§ Parts of the exercise:
1. Reproduce the passage on Anselm Kiefer from the words "If those references" through "of Kiefer alone.", changing "Nazism" to "National Socialism" throughout.
2. According to the passage on Anselm Kiefer, what did Kiefer photograph himself doing in some of his early work?

§ Text segment:

* begin *

The issues that such an aesthetic reading of Schmitt exposes are prominently on display in contemporary aesthetic discourse, and I offer several examples of it in my book. Consider here, as one further example, Karl Ove Knausgaard’s New York Times Magazine profile of the artist Anselm Kiefer, which is a portrait of the artist-as-sovereign.12 It describes Kiefer’s entourage as “a king’s court” and casts Kiefer himself at some point as a figure not unlike the Leviathan represented in Thomas Hobbes’ classic text, holding a spiky club in one hand and a pair of scales in the other. Horst Bredekamp’s study of Hobbes’ visual strategies includes one version of the famous frontispiece in which the sovereign indeed holds a pair of scales rather than the religious staff known from the 1651 edition of the Leviathan.
If those references still leave the links to sovereignty largely implicit, Knausgaard also explicitly brings up Kiefer’s encounter with Carl Schmitt during his law studies and mentions the complicated relation to Nazism in Kiefer’s work. While Kiefer is obviously critical of Nazism, Marcel Broodthaers was not exactly wrong when he asked, in response to some of Kiefer’s troubling early work where he photographed himself giving the Nazi salute in various European countries that had been occupied by the Nazis, “Who is this fascist who thinks he is an anti-fascist?”13 Knausgaard’s portrait is one other example of the connections between the Schmittian sovereign and an artist like Kiefer, and even if Kiefer is of course a very specific artist, Knausgaard’s portrayal of him can nevertheless stand in for an exceptionalist tendency in the art world that far exceeds the case of Kiefer alone.

* end *

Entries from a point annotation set
* begin *

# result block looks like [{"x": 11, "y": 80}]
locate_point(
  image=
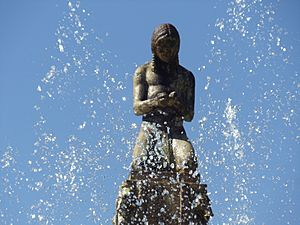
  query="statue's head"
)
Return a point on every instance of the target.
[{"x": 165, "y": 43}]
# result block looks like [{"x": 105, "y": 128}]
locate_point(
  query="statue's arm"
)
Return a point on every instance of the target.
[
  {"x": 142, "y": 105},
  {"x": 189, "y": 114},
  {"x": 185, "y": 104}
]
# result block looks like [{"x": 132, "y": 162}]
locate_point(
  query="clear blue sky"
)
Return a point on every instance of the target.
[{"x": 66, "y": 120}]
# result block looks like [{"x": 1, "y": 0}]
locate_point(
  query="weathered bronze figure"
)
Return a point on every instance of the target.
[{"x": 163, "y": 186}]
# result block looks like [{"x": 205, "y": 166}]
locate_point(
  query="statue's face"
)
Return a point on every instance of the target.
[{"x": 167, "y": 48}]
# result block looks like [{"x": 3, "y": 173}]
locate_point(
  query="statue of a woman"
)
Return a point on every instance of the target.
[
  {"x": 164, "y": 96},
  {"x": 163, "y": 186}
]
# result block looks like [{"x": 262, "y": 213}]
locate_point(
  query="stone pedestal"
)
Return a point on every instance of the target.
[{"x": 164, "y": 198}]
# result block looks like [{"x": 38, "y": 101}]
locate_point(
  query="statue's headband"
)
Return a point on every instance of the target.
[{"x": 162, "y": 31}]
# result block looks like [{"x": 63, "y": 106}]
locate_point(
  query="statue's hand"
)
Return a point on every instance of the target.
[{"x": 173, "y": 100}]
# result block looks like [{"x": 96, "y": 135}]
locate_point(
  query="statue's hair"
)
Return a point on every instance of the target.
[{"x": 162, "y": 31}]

* end *
* begin *

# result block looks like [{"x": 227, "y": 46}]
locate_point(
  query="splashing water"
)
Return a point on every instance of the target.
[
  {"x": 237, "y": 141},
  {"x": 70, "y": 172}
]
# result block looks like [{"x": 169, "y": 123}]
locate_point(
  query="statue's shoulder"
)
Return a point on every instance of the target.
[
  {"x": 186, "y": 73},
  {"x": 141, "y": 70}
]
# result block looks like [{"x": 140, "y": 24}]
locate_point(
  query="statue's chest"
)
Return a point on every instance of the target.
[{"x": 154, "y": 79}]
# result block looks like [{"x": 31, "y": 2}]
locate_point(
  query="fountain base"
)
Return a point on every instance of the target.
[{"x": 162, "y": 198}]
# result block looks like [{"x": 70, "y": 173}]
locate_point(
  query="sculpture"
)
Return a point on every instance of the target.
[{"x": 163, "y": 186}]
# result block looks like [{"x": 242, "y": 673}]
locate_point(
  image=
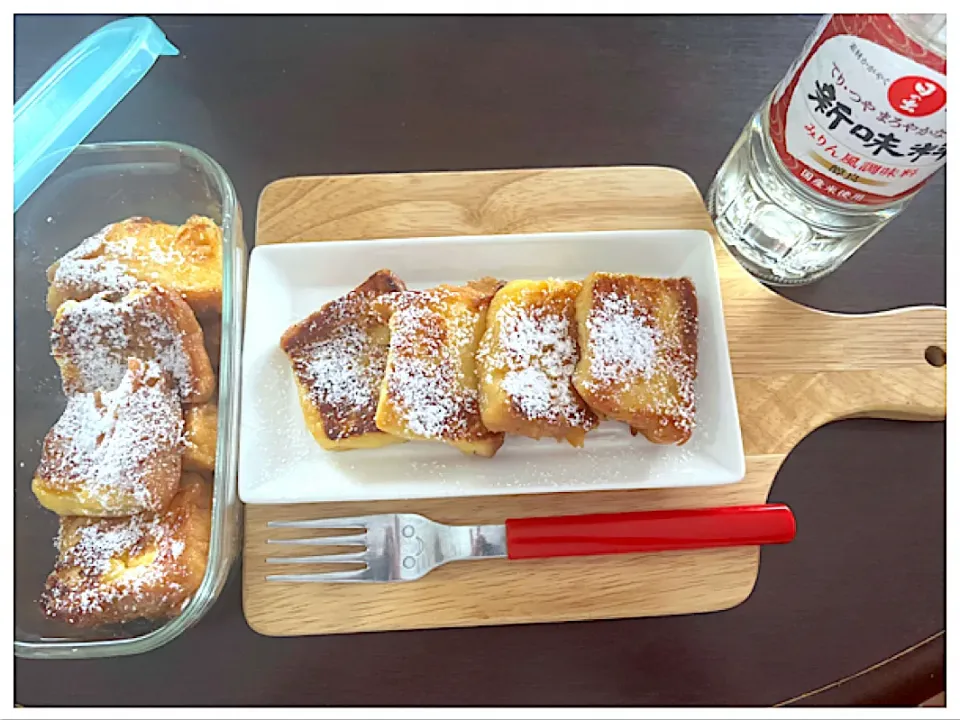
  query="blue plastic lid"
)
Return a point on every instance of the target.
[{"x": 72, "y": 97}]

* end *

§ Results:
1.
If those references still leave the links to sovereignty largely implicit, Knausgaard also explicitly brings up Kiefer’s encounter with Carl Schmitt during his law studies and mentions the complicated relation to National Socialism in Kiefer’s work. While Kiefer is obviously critical of National Socialism, Marcel Broodthaers was not exactly wrong when he asked, in response to some of Kiefer’s troubling early work where he photographed himself giving the Nazi salute in various European countries that had been occupied by the Nazis, “Who is this fascist who thinks he is an anti-fascist?”13 Knausgaard’s portrait is one other example of the connections between the Schmittian sovereign and an artist like Kiefer, and even if Kiefer is of course a very specific artist, Knausgaard’s portrayal of him can nevertheless stand in for an exceptionalist tendency in the art world that far exceeds the case of Kiefer alone.

2. Giving the Nazi salute in various European countries that had been occupied by the Nazis.